## Record list
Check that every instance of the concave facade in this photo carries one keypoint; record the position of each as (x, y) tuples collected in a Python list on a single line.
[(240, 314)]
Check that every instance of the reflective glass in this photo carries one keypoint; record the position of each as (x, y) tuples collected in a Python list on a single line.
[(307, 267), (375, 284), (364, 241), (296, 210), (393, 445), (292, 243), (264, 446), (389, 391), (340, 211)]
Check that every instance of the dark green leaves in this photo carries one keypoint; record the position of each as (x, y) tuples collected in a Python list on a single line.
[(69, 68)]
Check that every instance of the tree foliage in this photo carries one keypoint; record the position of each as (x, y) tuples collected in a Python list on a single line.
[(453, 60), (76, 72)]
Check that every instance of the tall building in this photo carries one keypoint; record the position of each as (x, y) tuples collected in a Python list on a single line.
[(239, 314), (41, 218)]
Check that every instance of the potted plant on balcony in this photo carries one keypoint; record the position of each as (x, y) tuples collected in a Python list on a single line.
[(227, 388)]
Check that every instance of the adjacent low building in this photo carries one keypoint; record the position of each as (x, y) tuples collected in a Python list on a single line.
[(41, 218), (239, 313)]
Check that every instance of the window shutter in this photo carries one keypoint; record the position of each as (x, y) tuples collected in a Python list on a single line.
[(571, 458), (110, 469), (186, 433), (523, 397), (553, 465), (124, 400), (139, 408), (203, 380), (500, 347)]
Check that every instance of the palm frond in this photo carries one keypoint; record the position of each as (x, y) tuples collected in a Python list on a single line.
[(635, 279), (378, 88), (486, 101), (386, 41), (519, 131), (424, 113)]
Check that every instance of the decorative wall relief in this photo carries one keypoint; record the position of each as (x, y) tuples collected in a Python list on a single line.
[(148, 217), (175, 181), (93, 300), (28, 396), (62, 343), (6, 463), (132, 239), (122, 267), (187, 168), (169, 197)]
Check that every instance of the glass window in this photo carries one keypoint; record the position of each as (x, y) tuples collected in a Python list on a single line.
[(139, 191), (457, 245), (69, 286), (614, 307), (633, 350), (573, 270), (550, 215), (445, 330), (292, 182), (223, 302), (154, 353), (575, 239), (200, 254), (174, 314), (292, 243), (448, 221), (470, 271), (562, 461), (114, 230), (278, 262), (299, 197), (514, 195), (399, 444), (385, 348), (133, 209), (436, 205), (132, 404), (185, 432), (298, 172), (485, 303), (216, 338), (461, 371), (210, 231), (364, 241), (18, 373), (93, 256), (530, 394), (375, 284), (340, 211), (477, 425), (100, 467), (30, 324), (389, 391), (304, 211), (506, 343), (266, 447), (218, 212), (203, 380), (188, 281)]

## Problem details
Reproduce each of the records above verbatim, keeping every line unaltered and in its original order.

## Answer to this exercise
Check that every instance of the concave facade in this photo carries one keypoint; record the position of each as (x, y) tuples collected in a Python list on a single line.
[(240, 314)]
Check that every instance of the reflective glass in this photo carries one keypoint; record the position of each as (x, y) tuples collected in a Python list on a single line.
[(307, 267), (375, 284), (364, 241), (296, 210), (393, 445), (292, 243), (264, 446), (389, 391), (340, 211)]
Check that every instance of the dark green leaves in this photo carries one keypoint; record the position of each as (x, y) tuples collected in a Python list on a single line.
[(69, 68)]
Check that every instance of the tree foliage in this photo carries one keypoint; record the position of each as (x, y) tuples collected in a Python list on a single line.
[(453, 60), (76, 72)]
Check that every instance of the tall building in this photo carries one keypoint; record the position of each as (x, y) tuples collected in a Python list on a single line.
[(239, 314), (41, 218)]
Check that every instance of the potted plant on balcony in this photo carries one keypoint; record the position of each as (x, y) tuples collected in a Python list on a single line.
[(227, 388)]
Check that every instance of the adjacent low building in this photo carries one keypoint; record the position of each as (x, y) tuples collected in a Python list on a single line.
[(41, 218), (239, 313)]
Check that every instance of the window shutter in this photo carries one keypoint; record the position of each as (x, y) tuples collected in a Python list on a single line.
[(571, 458), (110, 469), (186, 433), (523, 397), (553, 465), (124, 400), (139, 408), (203, 380), (500, 347)]
Check that every instance of the palm frond in this photo carries one keypoint; record the position of each as (x, y) tuples collected in a Python list on a single line.
[(635, 279), (378, 88), (486, 101), (386, 41), (519, 131), (424, 113)]
Check that every instance of the decorative wall relief in this photo carries one keypoint; record the position of each as (x, y) tuples collected in a Python list on a single line.
[(148, 217), (175, 181), (93, 300), (28, 396), (62, 343), (6, 463), (132, 239), (122, 267), (187, 168), (169, 197)]
Check that every instance of the glass window in this photo carries one keypoint; record the position of each as (x, y) tuples collected in a Python list on a single line.
[(139, 191), (457, 245), (69, 286), (614, 307), (633, 350), (573, 270), (550, 215), (445, 330), (292, 182), (223, 302), (154, 353), (575, 239), (200, 254), (174, 314), (292, 243), (448, 221), (470, 271), (562, 461), (114, 230), (278, 262), (299, 197), (514, 195), (399, 444), (385, 348), (133, 209), (436, 205), (132, 404), (185, 432), (298, 172), (485, 303), (216, 338), (461, 371), (210, 231), (364, 241), (18, 373), (93, 256), (530, 394), (375, 284), (340, 211), (477, 425), (100, 467), (30, 324), (389, 391), (304, 211), (506, 343), (266, 447), (218, 212), (203, 380), (188, 281)]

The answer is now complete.